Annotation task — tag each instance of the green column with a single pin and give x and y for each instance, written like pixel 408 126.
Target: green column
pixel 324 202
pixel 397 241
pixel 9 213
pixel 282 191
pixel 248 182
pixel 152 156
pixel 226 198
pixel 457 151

_ _ _

### What this task involves
Can you copy the listing above line for line, with nothing changed?

### Reply to the exercise
Annotation task — tag each instance of the green column with a single pin and give x and y for each instance, written like pixel 408 126.
Target: green column
pixel 324 202
pixel 397 241
pixel 9 213
pixel 282 191
pixel 248 182
pixel 152 156
pixel 226 198
pixel 457 151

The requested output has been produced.